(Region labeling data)
====

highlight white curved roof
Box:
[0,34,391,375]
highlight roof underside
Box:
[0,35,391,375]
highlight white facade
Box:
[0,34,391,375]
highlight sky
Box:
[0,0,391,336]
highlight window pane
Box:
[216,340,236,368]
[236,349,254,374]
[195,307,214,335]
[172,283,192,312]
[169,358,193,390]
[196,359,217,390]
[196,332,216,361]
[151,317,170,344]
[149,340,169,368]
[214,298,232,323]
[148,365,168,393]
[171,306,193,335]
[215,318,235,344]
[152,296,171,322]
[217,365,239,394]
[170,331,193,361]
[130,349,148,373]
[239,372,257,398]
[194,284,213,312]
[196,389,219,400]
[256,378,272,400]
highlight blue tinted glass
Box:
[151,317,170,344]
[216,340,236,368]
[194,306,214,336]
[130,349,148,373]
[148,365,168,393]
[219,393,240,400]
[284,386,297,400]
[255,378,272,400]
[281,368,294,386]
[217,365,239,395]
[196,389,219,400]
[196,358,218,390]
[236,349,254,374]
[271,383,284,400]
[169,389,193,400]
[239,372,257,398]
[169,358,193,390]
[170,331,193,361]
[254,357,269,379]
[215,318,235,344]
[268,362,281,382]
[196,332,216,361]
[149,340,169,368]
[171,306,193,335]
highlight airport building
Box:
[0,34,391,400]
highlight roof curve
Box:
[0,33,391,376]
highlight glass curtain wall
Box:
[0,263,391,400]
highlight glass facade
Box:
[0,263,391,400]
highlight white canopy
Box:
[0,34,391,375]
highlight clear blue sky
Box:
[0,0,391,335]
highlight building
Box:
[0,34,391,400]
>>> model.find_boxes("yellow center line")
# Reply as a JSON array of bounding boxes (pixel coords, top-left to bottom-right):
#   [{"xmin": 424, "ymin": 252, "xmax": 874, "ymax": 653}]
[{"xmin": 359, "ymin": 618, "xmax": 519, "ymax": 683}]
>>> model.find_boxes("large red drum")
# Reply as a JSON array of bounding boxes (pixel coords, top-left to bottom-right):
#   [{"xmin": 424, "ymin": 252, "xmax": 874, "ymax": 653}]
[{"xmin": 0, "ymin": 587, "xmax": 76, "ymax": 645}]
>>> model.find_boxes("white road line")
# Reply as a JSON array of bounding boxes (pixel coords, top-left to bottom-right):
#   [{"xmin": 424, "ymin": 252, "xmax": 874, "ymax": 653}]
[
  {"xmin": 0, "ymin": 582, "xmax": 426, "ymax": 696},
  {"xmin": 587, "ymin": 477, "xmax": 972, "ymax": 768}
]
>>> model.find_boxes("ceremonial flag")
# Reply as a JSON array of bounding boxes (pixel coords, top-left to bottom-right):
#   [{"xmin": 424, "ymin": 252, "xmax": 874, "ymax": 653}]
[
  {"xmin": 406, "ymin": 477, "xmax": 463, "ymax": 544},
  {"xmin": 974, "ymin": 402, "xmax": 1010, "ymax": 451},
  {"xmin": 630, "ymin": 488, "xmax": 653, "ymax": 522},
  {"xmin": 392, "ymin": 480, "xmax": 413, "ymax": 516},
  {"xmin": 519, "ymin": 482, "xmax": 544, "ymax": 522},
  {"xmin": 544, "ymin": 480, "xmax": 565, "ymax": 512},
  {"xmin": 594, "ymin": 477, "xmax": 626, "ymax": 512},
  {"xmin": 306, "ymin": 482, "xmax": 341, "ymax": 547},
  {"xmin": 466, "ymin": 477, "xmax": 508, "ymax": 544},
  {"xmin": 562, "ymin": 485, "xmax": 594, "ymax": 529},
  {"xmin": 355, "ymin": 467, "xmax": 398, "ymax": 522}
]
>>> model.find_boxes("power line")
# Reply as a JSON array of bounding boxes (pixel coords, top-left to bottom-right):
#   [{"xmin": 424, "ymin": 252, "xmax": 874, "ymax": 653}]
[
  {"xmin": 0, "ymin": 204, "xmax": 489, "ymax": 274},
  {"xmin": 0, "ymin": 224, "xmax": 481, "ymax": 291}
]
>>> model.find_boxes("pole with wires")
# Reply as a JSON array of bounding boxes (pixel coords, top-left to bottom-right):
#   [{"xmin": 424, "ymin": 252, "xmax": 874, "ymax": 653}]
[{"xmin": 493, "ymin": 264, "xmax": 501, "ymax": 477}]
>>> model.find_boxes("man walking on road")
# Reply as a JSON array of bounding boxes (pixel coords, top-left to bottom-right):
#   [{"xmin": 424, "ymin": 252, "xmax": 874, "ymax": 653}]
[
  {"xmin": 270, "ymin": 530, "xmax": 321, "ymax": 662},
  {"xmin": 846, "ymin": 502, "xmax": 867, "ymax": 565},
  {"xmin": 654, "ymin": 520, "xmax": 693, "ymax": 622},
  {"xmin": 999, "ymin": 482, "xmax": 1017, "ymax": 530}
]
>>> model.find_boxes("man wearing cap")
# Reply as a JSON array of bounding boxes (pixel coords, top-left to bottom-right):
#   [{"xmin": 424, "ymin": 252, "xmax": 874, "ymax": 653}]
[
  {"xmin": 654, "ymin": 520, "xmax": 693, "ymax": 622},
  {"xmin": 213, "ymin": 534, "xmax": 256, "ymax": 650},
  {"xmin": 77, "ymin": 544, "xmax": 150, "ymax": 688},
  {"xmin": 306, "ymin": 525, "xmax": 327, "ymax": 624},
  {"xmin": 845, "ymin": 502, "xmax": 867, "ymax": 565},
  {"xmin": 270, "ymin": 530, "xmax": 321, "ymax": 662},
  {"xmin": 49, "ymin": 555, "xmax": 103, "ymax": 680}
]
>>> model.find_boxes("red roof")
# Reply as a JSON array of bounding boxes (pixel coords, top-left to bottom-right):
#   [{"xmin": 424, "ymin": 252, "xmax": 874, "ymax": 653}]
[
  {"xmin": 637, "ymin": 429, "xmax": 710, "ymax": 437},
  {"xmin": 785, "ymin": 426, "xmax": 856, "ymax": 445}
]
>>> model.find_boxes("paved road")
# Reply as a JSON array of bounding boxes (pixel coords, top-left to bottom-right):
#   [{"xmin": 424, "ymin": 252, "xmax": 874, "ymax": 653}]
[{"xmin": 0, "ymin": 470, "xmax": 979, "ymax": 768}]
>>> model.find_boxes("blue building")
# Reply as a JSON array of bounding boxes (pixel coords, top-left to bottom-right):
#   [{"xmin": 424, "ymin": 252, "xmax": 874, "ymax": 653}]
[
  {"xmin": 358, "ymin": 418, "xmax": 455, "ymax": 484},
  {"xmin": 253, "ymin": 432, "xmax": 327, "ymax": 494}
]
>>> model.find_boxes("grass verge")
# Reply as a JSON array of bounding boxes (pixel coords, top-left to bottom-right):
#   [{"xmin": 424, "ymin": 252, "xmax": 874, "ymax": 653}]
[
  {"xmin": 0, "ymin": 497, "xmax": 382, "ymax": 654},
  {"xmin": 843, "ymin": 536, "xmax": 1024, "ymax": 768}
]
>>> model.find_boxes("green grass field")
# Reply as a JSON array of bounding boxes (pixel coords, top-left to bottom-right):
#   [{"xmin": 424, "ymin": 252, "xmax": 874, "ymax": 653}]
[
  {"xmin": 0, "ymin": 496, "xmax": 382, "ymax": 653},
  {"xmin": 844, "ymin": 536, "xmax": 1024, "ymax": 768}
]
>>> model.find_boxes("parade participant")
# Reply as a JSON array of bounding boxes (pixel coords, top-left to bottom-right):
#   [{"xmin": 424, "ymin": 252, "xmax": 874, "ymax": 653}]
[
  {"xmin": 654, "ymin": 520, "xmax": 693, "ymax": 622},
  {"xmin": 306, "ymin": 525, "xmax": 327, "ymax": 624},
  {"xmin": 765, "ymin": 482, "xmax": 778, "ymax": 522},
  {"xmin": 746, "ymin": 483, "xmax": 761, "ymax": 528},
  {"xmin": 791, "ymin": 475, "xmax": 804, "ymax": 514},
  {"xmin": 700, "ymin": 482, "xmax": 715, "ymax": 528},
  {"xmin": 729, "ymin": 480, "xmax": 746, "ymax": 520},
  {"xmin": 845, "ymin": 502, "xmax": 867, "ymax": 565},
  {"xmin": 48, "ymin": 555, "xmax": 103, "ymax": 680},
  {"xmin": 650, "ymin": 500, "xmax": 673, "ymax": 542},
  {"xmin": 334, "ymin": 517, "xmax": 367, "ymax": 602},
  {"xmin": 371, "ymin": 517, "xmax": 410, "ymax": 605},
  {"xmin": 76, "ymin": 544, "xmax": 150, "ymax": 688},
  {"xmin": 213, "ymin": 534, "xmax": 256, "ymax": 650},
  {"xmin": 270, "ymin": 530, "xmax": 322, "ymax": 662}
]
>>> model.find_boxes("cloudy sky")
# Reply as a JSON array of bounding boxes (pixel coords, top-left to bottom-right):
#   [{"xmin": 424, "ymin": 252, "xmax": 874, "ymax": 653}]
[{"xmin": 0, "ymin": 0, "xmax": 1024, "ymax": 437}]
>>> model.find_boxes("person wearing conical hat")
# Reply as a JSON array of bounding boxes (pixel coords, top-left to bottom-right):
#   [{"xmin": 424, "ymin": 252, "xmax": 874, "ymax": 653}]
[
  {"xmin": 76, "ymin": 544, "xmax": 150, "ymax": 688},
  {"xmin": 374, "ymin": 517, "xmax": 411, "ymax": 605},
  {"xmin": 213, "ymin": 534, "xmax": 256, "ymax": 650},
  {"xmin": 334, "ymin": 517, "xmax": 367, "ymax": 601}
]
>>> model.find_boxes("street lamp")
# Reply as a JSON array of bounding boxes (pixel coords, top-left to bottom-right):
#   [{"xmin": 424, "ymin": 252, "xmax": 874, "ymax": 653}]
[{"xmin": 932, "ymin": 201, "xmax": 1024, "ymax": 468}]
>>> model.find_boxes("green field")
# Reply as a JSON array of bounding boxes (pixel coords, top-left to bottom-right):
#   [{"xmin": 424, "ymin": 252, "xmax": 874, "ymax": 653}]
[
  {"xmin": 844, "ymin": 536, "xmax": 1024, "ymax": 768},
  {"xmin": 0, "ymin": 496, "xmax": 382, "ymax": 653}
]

====

**GIVEN REQUEST**
Turn the lines of the data above into a numbered list, beginning with the first line of the data and stopping after the line that contains "[256,378,272,400]". Leave out any blank lines.

**SOLUTION TO THIS TASK**
1. highlight white curved roof
2. Box:
3. [0,34,391,375]
4. highlight roof underside
5. Box:
6. [0,35,391,375]
7. highlight white facade
8. Box:
9. [0,34,391,375]
10. highlight sky
11. Box:
12. [0,0,391,336]
13. highlight window pane
14. Box:
15. [216,340,236,368]
16. [236,349,254,374]
17. [195,307,214,335]
18. [172,283,192,312]
19. [169,358,193,390]
20. [196,359,217,390]
21. [196,332,216,361]
22. [151,317,170,344]
23. [149,340,169,368]
24. [214,298,232,323]
25. [148,365,168,393]
26. [171,306,193,335]
27. [215,318,235,344]
28. [152,296,171,322]
29. [217,365,239,394]
30. [170,331,193,361]
31. [130,349,148,373]
32. [239,372,257,398]
33. [194,284,213,312]
34. [196,389,219,400]
35. [256,378,272,400]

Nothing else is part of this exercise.